## Instruções e requisitos
Reescreva o trecho da entrevista sobre concursos públicos que começa em "Livia Resende –" e termina em "com pouquíssimas variações.", substituindo "processo seletivo" por "certame".

## Texto fornecido
Caríssimos(as)! Temos observado um intenso debate sobre os concursos públicos no Brasil. Várias são as propostas para modernizar a forma como a Administração Pública seleciona pessoas e inúmeros são os desafios para implementar mudanças nessa área da gestão pública. Pensando nisso, a professora, gestora governamental e doutora em Psicologia Social do Trabalho, Aleksandra Santos, convidou a especialista em regulação de transportes da Antaq Livia Resende Lara para uma entrevista. O mestrado em Gestão de Políticas Públicas recém-concluído pela Lívia tratou de concursos públicos no Brasil (acesse aqui a dissertação https://www.teses.usp.br/teses/disponiveis/100/100138/tde-28072023-143442/).
Aleksandra Santos : O que motivou a realização de sua pesquisa?
Livia Resende – A minha questão inicial era a forma como os cursos de formação eram conduzidos. A minha experiência e os relatos que recebi sobre esta etapa do processo seletivo para diversas carreiras da administração pública federal seguiam sempre a mesma linha: muitas horas de aulas teóricas e uma prova de múltipla escolha no final. Sempre acreditei que, uma vez superadas as restrições das fases iniciais quanto aos instrumentos de avaliação, seja pela quantidade de candidatos ou por questões legais, ao menos o curso de formação poderia incluir outros meios de avaliar os candidatos de forma mais ampla, como a identificação de habilidades, interesses e competências comportamentais. Eu queria entender a razão de tantos processos adotarem sempre o mesmo formato limitado, com pouquíssimas variações.
AS: Você aponta uma análise de 698 editais de concursos para órgãos públicos federais publicados entre 2001 e 2010, demonstrando que os processos seletivos para cargos públicos são realizados quase que unicamente por meio de aplicação de provas de múltipla escolha. Quais os principais vieses e entraves desse tipo de seleção?
LR: Embora o modelo atual represente um avanço quanto à publicização das vagas e viabilizado processos seletivos que prezem pela impessoalidade, ainda há muito espaço para se avançar quanto à escolha dos candidatos mais aptos ao exercício dos cargos públicos. Quando falamos em processo seletivo baseado exclusiva ou majoritariamente em provas teóricas de múltipla escolha, o que se observa é que o método privilegia os candidatos com alta capacidade de memorização e que dispõem de tempo e recursos financeiros para se dedicarem à preparação para as provas. Considerando que o conhecimento teórico obtido para a prova será obsoleto em poucos anos, a seleção é feita a partir de critérios que guardam pouca relação com a capacidade de entrega futura do candidato. A experiência prévia, por exemplo, que é um dos preditores de desempenho reconhecido, é um aspecto preterido ou mesmo desconsiderado no processo. Da mesma forma, as aptidões e habilidades necessárias à execução das atividades inerentes ao cargo, aspectos éticos e a vocação ao serviço público também não são adequadamente valorados no cenário atual.

Registros sobre a localização de coisas nomeadas
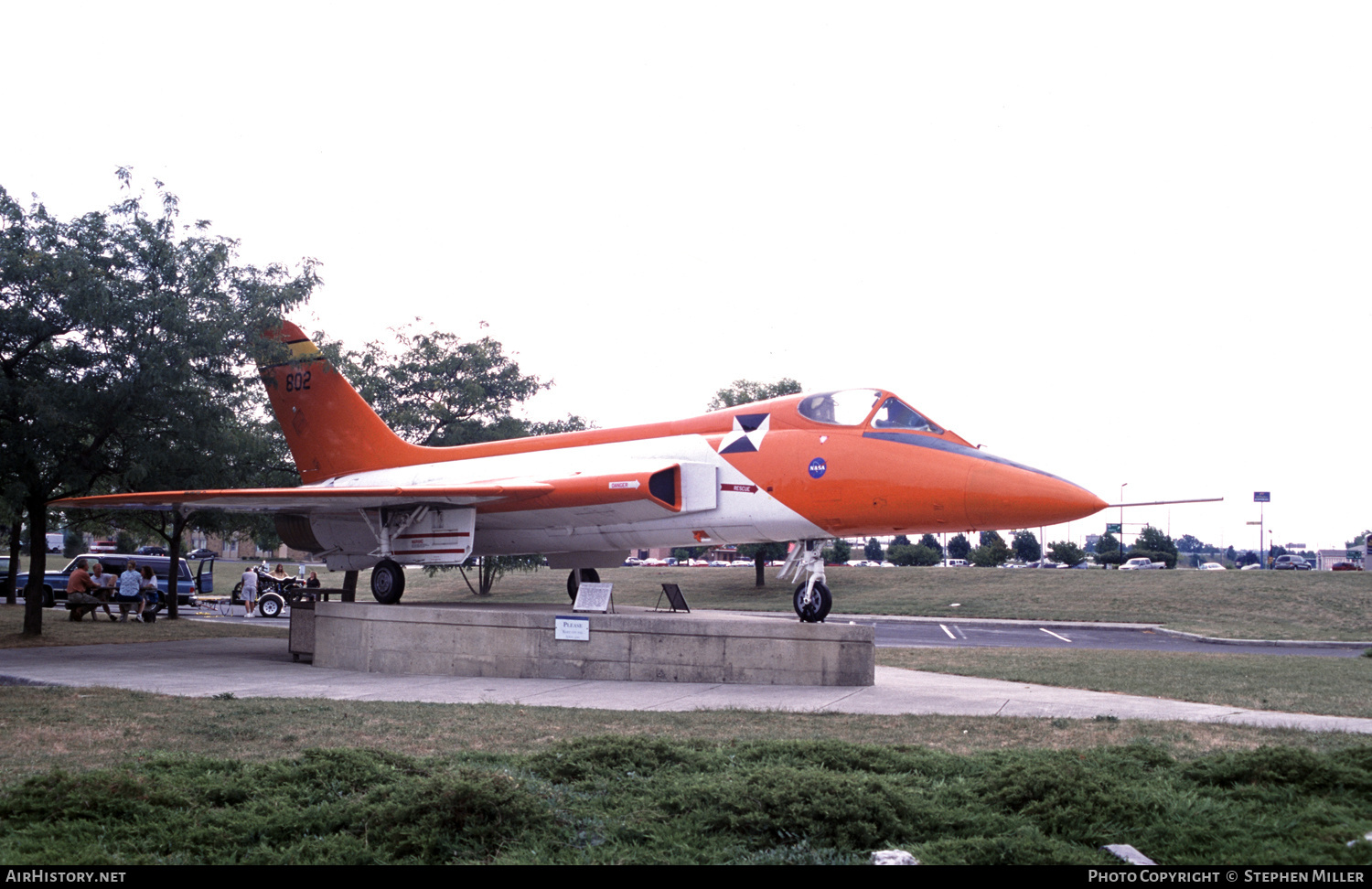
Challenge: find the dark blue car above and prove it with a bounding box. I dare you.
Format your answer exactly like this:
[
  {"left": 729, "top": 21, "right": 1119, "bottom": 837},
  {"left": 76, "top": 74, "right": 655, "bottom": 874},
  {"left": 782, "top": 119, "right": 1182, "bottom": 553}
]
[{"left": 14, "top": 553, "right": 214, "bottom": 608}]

...

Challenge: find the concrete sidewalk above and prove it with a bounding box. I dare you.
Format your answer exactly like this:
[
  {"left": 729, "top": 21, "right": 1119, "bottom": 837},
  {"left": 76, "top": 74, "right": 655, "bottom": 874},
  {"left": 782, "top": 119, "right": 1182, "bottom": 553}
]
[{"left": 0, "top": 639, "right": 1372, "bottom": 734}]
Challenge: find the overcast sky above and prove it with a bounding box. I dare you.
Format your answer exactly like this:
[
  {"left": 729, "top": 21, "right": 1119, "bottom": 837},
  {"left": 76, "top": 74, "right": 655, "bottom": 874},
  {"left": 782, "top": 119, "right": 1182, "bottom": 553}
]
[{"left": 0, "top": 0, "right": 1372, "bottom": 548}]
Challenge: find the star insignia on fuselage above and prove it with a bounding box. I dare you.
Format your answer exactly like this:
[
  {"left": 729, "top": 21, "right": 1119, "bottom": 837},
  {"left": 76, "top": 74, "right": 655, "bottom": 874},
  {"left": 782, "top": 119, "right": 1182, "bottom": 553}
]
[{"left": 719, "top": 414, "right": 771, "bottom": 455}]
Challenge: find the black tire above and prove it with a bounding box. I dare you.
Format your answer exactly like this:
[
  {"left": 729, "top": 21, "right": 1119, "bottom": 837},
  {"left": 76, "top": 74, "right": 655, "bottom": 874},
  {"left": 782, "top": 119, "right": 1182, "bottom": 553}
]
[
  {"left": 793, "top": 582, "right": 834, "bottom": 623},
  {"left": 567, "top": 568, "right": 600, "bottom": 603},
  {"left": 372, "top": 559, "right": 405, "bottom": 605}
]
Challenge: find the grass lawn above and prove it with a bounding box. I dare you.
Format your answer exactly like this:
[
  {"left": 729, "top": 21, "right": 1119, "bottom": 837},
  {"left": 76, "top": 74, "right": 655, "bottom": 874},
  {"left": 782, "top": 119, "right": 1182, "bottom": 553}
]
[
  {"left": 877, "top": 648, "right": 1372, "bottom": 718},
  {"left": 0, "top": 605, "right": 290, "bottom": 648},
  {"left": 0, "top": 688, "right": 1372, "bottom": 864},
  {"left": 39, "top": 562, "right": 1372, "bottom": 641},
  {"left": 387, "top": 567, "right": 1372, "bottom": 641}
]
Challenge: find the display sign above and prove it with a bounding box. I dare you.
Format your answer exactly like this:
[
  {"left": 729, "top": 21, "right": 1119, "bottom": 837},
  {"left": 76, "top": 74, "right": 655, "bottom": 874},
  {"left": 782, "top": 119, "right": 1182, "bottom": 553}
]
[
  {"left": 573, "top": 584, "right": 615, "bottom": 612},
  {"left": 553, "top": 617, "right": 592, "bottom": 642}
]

...

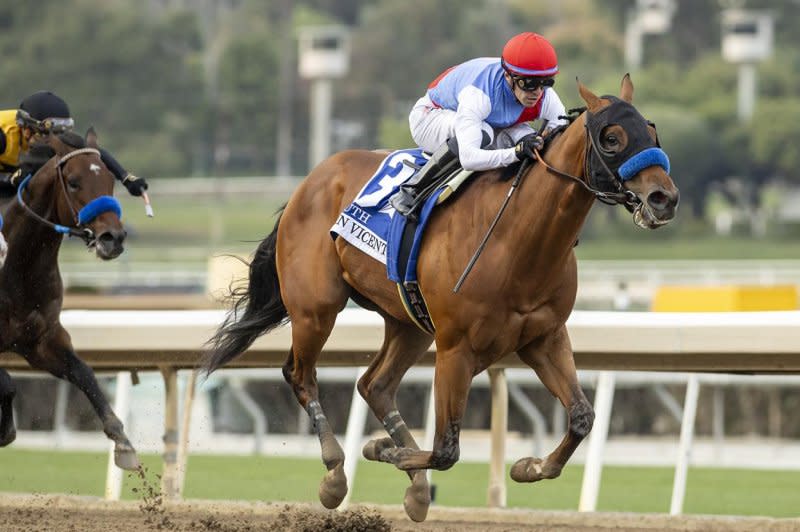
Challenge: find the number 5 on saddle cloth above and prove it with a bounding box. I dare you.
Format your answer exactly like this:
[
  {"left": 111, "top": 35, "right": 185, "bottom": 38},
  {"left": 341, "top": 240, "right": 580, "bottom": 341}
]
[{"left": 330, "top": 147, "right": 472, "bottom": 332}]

## Exercício concluído
Livia Resende – A minha questão inicial era a forma como os cursos de formação eram conduzidos. A minha experiência e os relatos que recebi sobre esta etapa do certame para diversas carreiras da administração pública federal seguiam sempre a mesma linha: muitas horas de aulas teóricas e uma prova de múltipla escolha no final. Sempre acreditei que, uma vez superadas as restrições das fases iniciais quanto aos instrumentos de avaliação, seja pela quantidade de candidatos ou por questões legais, ao menos o curso de formação poderia incluir outros meios de avaliar os candidatos de forma mais ampla, como a identificação de habilidades, interesses e competências comportamentais. Eu queria entender a razão de tantos processos adotarem sempre o mesmo formato limitado, com pouquíssimas variações.